Will Amazon save our broken health care system?

This past January, three large corporations -- Amazon, Berkshire Hathaway, and JP Morgan Chase -- announced a joint venture that will create a new company to provide health care for the (almost a million) people they employ.  "The initial focus of the new company,” they said,” will be on technology solutions that will provide U.S. employees and their families with simplified, high-quality and transparent healthcare at a reasonable cost." Warren Buffett, the CEO of Berkshire Hathaway, lamented that “growing health care costs act as a hungry tapeworm on the American economy.”  

We feel the effects here in Adams County.  Every year, local school boards divert more and more of your school tax dollars away from educating our children to cover increases in employee health care. Townships and boroughs spend more and more of your property tax dollars to provide their share of health insurance for their employees.  And too few of these dollars actually pay for health care. Jamie Dimond, the CEO of JP Morgan Chase, estimates that 25-40% of what we spend actually goes to cover the cost of administering our complicated system -- and to fund the fraud it seems unable to stop.

Why are the CEOs of these large corporations doing this?  Shareholders hold them accountable for generating profits, not for fixing a broken health-care system.  Do they secretly intend to make employee health-care into a profit center?  They claim not.  Their aim will be twofold:  to provide better health care for their employees AND to control the ever-rising amounts that both the companies and their employees must contribute toward covering their health care.  If they succeed, Dimon explained in his April letter to JP Morgan Chase shareholders, they would also hope to “inform public policy for the country.”

Can corporate America succeed where government has failed?  President Obama’s efforts to create an Affordable Care Act quickly ran into a wall: special interests brought the full weight of their lobbying efforts to protect the status quo.  Hospitals, health insurance companies, large pharmaceutic companies, health insurance brokers, and organizations of health care professionals spent millions protecting their share of the health care dollar.  President Trump promised during his campaign that he would allow Medicare to negotiate drug prices from the large pharmaceutical companies.  In the months that followed his election, the drug companies set their lobbyists to work, and the President’s recent proposals to reduce drug costs do not allow Medicare to negotiate drug prices.

How would the new company operate? Details are scanty.  Dimon’s April letter promised that the new company will apply "top management, big data, virtual technology, better customer engagement, and the improved creation of customer choice" to a number of healthcare problems.  Among the problems he identified were misaligned incentives, waste and fraud, over- and underutilization of specialized medicines, and the rising cost of end-of-life care.  Recall that President Obama, too, made efforts to address end-of-life care; critics called them “death panels,” and his efforts went nowhere.  But a company formed to serve three enormous corporations will be free from the need to move legislation through a bitterly divided Congress.  Able to draw on the best health-care minds around, it should be in a position to experiment with radical new solutions to even the largest health-care challenges.  At first, whatever new plan results will be available only to the employees of the three corporations, but if it results in better care at less cost, other companies are certain to want to get on board.

▶ Records provided:
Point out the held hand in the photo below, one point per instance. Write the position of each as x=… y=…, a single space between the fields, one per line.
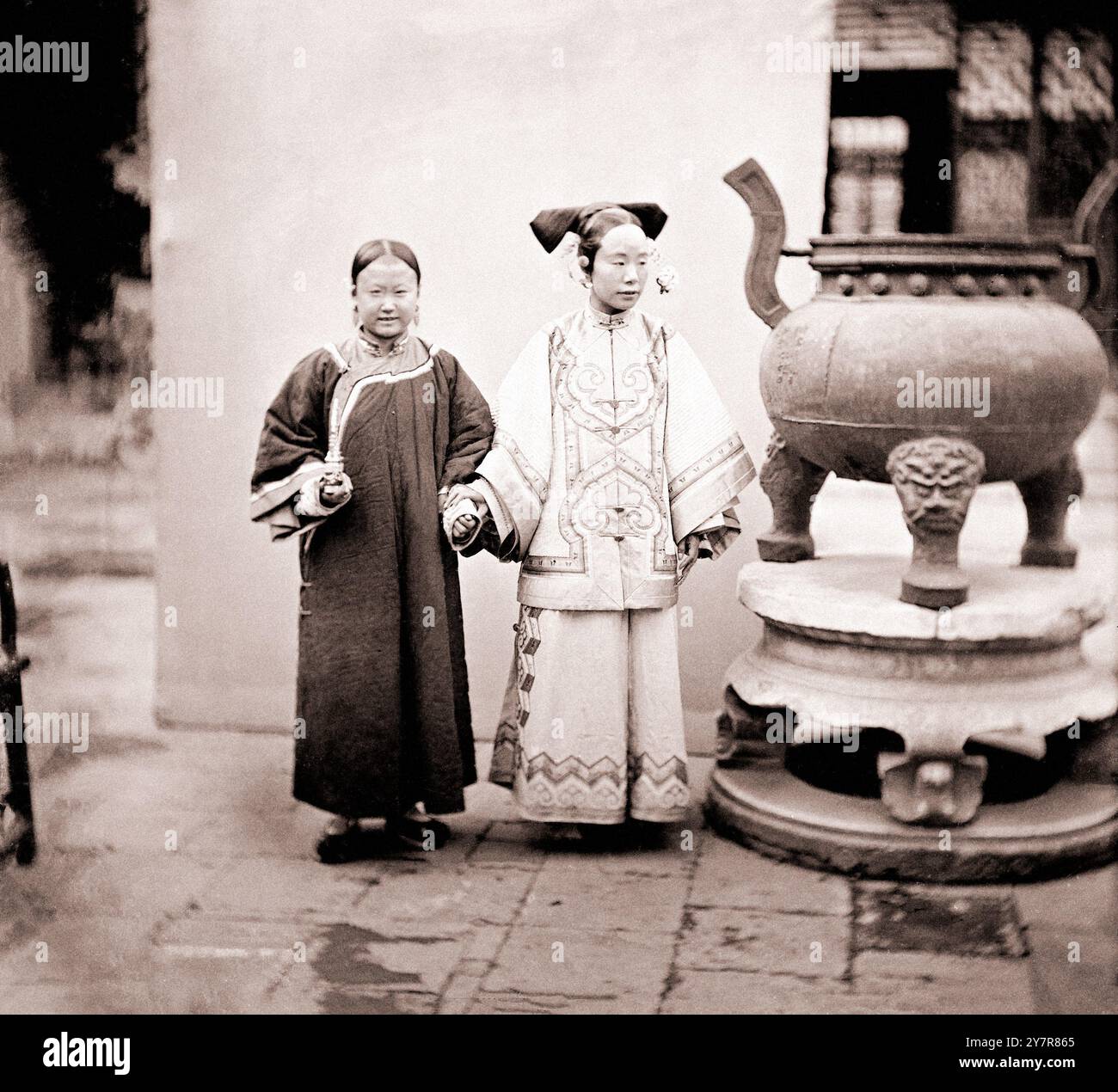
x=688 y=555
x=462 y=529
==
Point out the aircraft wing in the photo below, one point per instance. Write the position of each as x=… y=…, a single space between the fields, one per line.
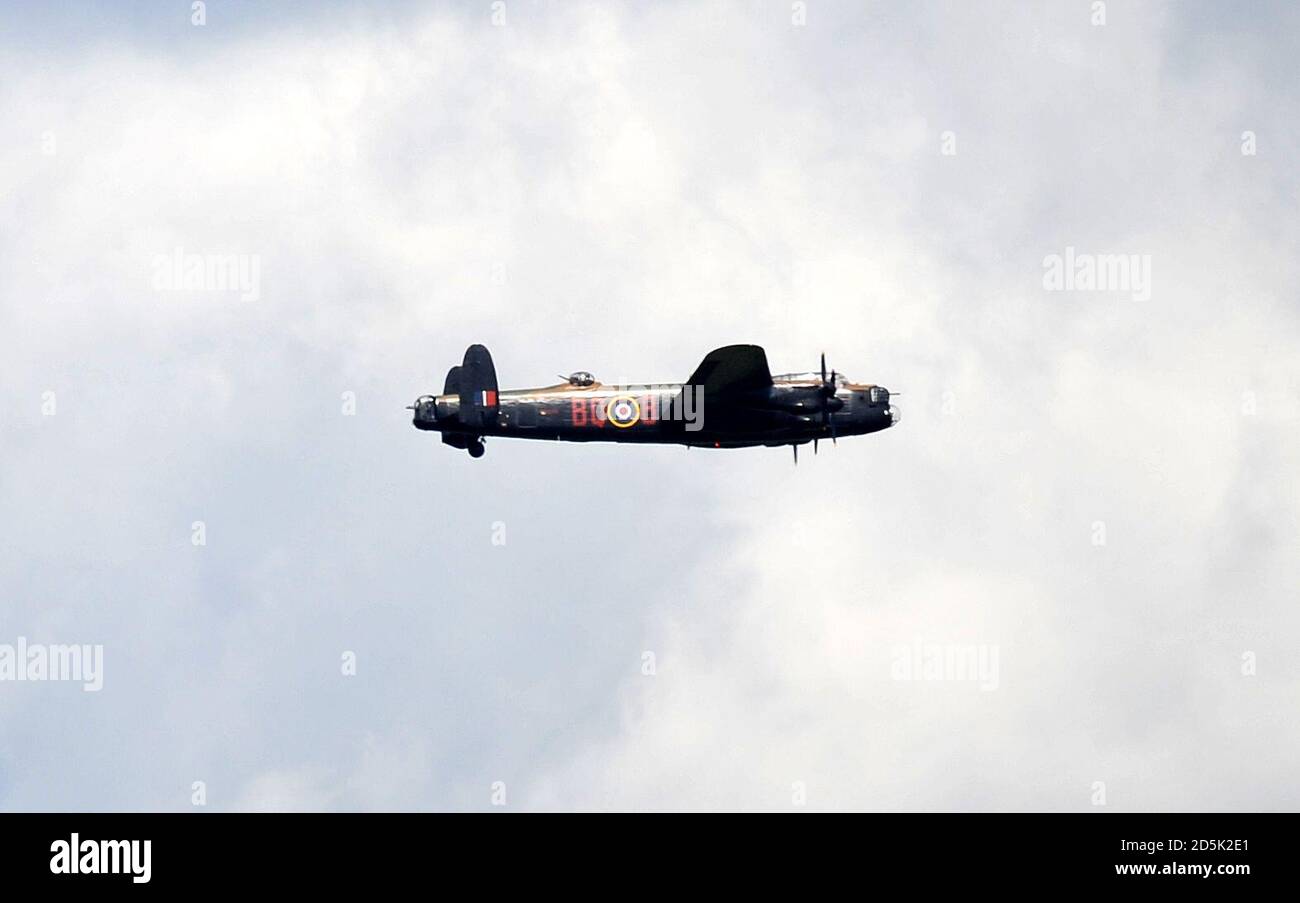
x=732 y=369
...
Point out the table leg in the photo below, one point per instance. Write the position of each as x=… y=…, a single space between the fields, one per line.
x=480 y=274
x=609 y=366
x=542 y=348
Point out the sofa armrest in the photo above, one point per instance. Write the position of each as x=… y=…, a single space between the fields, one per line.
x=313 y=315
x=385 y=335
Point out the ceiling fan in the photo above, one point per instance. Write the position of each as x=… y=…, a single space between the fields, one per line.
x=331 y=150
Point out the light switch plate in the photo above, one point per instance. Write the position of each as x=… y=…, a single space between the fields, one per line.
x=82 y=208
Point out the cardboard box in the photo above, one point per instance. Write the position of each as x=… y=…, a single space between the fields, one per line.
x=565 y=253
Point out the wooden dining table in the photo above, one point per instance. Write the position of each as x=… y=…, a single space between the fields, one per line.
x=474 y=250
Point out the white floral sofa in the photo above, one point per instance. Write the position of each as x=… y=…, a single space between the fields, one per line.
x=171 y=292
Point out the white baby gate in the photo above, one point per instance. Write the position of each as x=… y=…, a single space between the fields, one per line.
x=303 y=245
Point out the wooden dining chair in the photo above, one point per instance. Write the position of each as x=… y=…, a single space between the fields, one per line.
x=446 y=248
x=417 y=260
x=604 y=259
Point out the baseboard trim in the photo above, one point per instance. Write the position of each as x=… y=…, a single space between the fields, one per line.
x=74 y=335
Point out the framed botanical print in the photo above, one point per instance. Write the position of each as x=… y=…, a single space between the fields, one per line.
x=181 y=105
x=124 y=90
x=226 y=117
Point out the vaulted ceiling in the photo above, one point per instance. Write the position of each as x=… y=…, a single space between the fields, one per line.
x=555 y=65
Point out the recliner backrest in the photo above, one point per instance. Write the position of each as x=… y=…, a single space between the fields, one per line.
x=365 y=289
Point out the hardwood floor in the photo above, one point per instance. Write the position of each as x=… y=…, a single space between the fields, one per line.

▶ What you are asked to do:
Turn the paragraph of the health care article that begins "How would the new company operate?" into a bulleted list that keeps its main facts.

▶ Output:
- Details about how the new company would operate are scanty.
- In his April letter, Dimon promised the company will apply top management, big data, virtual technology, better customer engagement, and improved customer choice to a number of health care problems.
- The problems he named were misaligned incentives, waste and fraud, over- and underutilization of specialized medicines, and the rising cost of end-of-life care.
- President Obama also tried to address end-of-life care, but critics called his efforts "death panels," and they went nowhere.
- A company serving three enormous corporations will not need to move legislation through a bitterly divided Congress.
- It can draw on the best health care minds and should be able to experiment with radical new solutions to even the largest health care challenges.
- At first, any new plan will be available only to the employees of the three corporations.
- If it delivers better care at less cost, other companies are certain to want to join.